## Objective
Quote the listing in full, exactly as given, minus any pictures.
─── Extracted material
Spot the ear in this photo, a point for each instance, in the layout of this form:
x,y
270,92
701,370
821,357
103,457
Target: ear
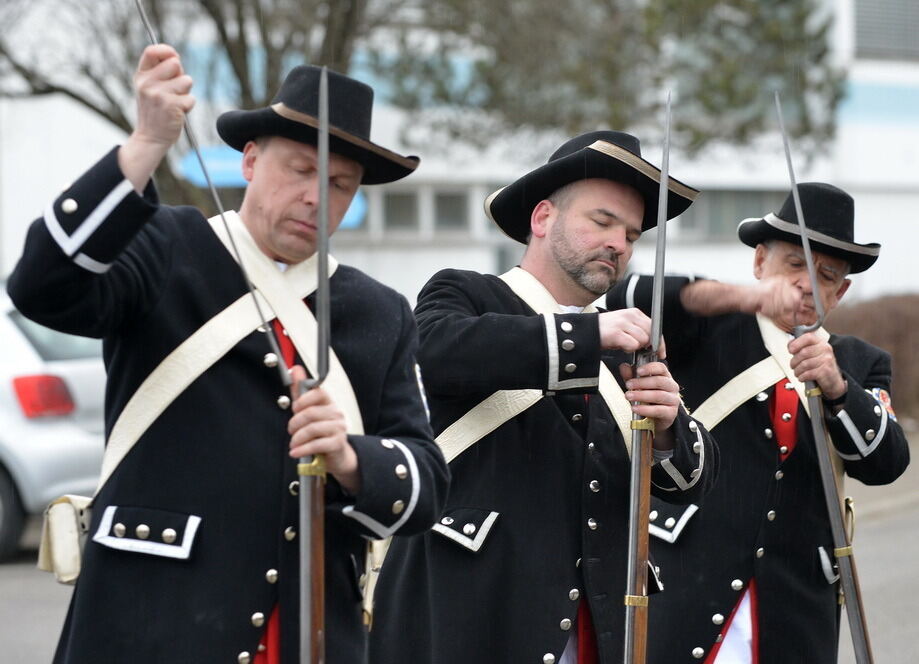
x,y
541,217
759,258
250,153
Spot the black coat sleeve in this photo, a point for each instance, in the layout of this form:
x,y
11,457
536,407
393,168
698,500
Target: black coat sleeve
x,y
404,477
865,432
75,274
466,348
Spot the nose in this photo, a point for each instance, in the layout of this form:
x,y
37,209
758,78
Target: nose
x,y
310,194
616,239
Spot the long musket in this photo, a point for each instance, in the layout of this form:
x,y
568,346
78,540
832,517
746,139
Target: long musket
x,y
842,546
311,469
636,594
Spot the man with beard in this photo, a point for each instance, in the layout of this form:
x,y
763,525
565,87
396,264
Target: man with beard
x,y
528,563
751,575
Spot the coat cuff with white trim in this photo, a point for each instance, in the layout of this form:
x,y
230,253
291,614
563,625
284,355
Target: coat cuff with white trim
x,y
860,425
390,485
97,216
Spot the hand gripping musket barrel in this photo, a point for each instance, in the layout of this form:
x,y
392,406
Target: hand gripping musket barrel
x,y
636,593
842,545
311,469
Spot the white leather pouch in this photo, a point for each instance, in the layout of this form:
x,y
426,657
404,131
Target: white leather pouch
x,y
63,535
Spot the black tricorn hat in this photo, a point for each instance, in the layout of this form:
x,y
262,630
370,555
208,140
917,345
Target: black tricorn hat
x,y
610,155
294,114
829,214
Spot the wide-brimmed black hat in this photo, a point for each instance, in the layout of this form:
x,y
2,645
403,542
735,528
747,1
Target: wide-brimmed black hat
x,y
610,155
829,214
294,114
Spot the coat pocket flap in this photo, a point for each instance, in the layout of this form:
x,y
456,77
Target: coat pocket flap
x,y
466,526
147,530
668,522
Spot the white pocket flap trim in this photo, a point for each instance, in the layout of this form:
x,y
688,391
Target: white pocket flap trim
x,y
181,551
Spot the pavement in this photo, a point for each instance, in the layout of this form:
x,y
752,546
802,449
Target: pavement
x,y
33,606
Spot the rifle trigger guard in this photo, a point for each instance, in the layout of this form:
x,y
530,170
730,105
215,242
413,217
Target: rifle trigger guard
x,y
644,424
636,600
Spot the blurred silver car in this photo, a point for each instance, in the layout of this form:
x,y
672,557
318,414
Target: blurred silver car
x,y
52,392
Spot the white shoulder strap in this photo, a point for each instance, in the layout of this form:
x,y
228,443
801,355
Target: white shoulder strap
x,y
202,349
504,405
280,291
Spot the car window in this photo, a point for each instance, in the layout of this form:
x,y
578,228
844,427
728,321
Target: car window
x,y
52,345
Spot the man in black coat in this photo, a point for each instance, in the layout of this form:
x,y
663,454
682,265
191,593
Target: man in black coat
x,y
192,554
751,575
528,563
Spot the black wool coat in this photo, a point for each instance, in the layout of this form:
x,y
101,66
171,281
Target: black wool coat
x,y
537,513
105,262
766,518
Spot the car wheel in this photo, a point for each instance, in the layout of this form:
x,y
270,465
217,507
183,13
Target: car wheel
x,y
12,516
──────
## Response to this exercise
Spot the ear in this photo, a point for each instance, in the layout of this form:
x,y
270,92
701,370
821,357
103,457
Target: ear
x,y
541,217
759,258
250,153
Spot the black coat sleeve in this photo, a point for each instance, in the layout of this form:
x,y
11,457
536,407
393,168
698,500
Target: black coat sleeve
x,y
404,477
865,432
75,274
466,348
Spot the nose in this photo, a point for each instance, in the layout of this form:
x,y
37,209
758,78
Target: nose
x,y
310,194
616,239
Spot the long musket in this photo, a point for each instance, in the layout of this form:
x,y
568,346
78,540
832,517
746,139
Target: long musket
x,y
842,546
311,469
636,594
Spot the man with beard in this photo, a point for each instance, in the layout of this form:
x,y
763,525
565,87
396,264
Target: man with beard
x,y
528,563
751,575
Spot the coat cuff with white trim in this photo, a point for each instance, in the layout of this form:
x,y
230,253
291,614
563,625
284,355
Target: coat cuff with white trim
x,y
860,425
390,485
97,216
Spot the hand gripping musket barrel in this photo, a point for each instance, in the layout of this form:
x,y
392,406
Target: hand gripping musket barrel
x,y
636,593
842,545
311,469
Spot the white leather pouch in this photo, a point for each instance, in the layout of this form:
x,y
426,657
404,131
Target: white leather pouch
x,y
63,535
Spot the black tricorn hat in this photo, a point for each instance, in the layout of this form:
x,y
262,630
370,555
208,140
917,345
Target: black tricorn hat
x,y
610,155
294,114
829,214
Spot the wide-brimmed black hat in this photo, a point for each instance, in the layout of this form:
x,y
2,645
403,542
735,528
747,1
Target: wide-brimmed black hat
x,y
610,155
829,214
294,114
Spot the coat pocket flap in this photo, a point for each instance, in the layout of this form:
x,y
456,77
Target: coat pocket flap
x,y
466,526
147,530
668,522
Spot the white pocket flap trim in this photo, a point for each instance, in the layout of this form:
x,y
688,391
Target: white pocket flap trim
x,y
181,551
Spot the pavement in this photo, a point for each instance, in the layout of this form:
x,y
752,546
802,449
Target: pavement
x,y
33,606
Spot the rifle trigger guard in this photo, a point for each instance, in the layout of this form:
x,y
530,170
730,105
215,242
413,217
Target: rifle trigger guard
x,y
644,424
636,600
Spot the blurred silver car in this photo, a point for each instance, in the layout of this form:
x,y
672,557
318,414
Target: blurred silver car
x,y
52,392
Spot the white shoulder strap in this photo, a point for each instance, in the layout of this form:
x,y
228,443
801,355
Target: white shoulder strap
x,y
202,349
504,405
280,291
Spot the car window in this photo, a point for each instance, in the layout of this form:
x,y
578,228
844,427
728,321
Target: car window
x,y
52,345
Spot the man in black coat in this photo, a point for each instance, in the layout of this form:
x,y
663,454
682,265
191,593
Target: man in black coat
x,y
192,554
751,575
528,563
Spot the black wool coat in this photo, a point for each instance, in the layout of this form:
x,y
101,66
171,281
Target: black wool coat
x,y
537,513
105,262
766,518
Spot the car wheel in this photo, a point for each instance, in the layout of this form:
x,y
270,465
217,507
183,13
Target: car wheel
x,y
12,516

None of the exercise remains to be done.